### BRANO ESTRATTO

Le donne non yazide che sono state rapite e violentate raccontano come sono state respinte dalle loro famiglie e abbandonate dal loro governo.
Fonte: english version
Di Osama Bin Javaid – 8 marzo 2022
Immagine di copertina: credit Seivan Salim
Umm Diya* incrocia le mani mentre ci sediamo, fisicamente turbata dall’idea di parlare di qualcosa di così doloroso e dal dover raccontare ancora una volta la sua storia a degli uomini.
Vecchi divani e sottili materassi riempiono la stanza di questo rifugio nel nord dell’Iraq. Attualmente ospita un piccolo numero di donne che, tra il 2014 e il 2017, sono state rapite, torturate e violentate da membri dell’ISIL (ISIS) quando il gruppo controllava questa zona.
Queste donne si definiscono vittime invisibili dell’ISIL, sia perché le loro famiglie e comunità le hanno respinte, sia perché non sono incluse nella legge sui sopravvissuti yazidi, approvata dal parlamento iracheno nel marzo 2021.
Questa legge riconosce gli atti di genocidio e crimini contro l’umanità perpetrati dall’ISIL contro le minoranze yazidi, cristiane, turkmene e shabak e prevede risarcimenti, tra gli altri, per donne e ragazze vittime di violenze sessuali.
Ma le donne in questo rifugio non sono una minoranza. Sono arabe musulmane sciite e sunnite e la legge a loro non si applica.
Sebbene Umm Diya sia stata rapita, maltrattata e aggredita sessualmente da membri dell’ISIL e ora fatica a prendersi cura dei suoi tre figli, di 13, 10 e 7 anni, non ha diritto all’assistenza, incluso uno stipendio mensile, un appezzamento di terreno o un alloggio e l’accesso ai servizi psicosociali e ad altri servizi sanitari previsti dalla legge.
“L’ISIL ci ha tenuti in una casa con i miei figli, c’erano anche altre donne”, spiega. “La nostra tortura è iniziata lì.”
Umm Diya dice che li ha implorati di non toccare i suoi figli. Ma non poteva impedire loro di assistere agli abusi subiti da lei e dalle altre donne.

######
### DATI FORNITI

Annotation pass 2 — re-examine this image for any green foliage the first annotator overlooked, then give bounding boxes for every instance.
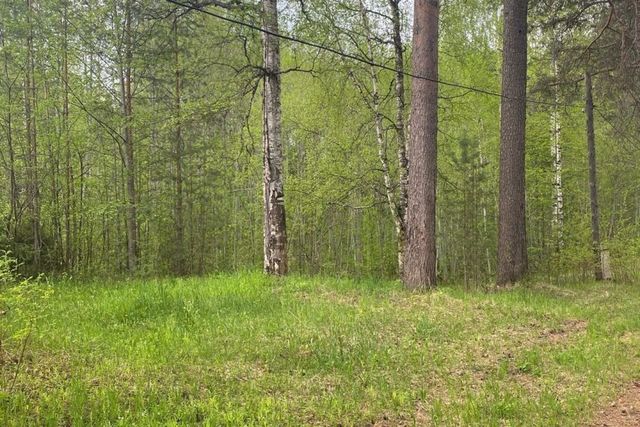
[0,274,640,426]
[0,251,53,399]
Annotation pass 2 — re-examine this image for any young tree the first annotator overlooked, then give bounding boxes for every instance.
[497,0,528,285]
[404,0,439,289]
[584,71,603,280]
[262,0,288,275]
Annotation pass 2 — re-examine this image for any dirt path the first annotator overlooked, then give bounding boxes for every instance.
[591,381,640,427]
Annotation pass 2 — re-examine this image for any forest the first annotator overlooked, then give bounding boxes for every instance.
[0,0,640,426]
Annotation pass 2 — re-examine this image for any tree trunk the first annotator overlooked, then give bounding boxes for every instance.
[360,0,406,278]
[120,0,138,273]
[262,0,288,275]
[497,0,528,286]
[173,16,186,274]
[24,0,42,267]
[584,71,603,280]
[551,36,564,250]
[404,0,439,289]
[389,0,409,277]
[62,0,75,269]
[0,30,20,242]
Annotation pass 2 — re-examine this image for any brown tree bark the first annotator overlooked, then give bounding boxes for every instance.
[403,0,439,289]
[173,16,186,274]
[584,71,603,280]
[360,0,407,274]
[497,0,528,286]
[0,30,20,242]
[389,0,409,277]
[62,0,75,269]
[24,0,42,267]
[120,0,138,273]
[262,0,288,275]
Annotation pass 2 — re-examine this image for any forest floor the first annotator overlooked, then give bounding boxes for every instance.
[0,274,640,426]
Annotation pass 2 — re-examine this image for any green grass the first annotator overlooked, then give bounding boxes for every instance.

######

● CONSEGNA:
Per ciascuna affermazione indica con sì o no se concorda con il brano, citando le sue parole decisive.
1. La legge sui sopravvissuti yazidi è stata approvata dal parlamento iracheno nel marzo 2021.
2. Le donne ospitate nel rifugio appartengono a una minoranza.
3. Umm Diya ha quattro figli.
Per rispondere serviti soltanto del brano.

● RISPOSTA:
1. Sì: «approvata dal parlamento iracheno nel marzo 2021».
2. No: «Ma le donne in questo rifugio non sono una minoranza.»
3. No: «i suoi tre figli, di 13, 10 e 7 anni».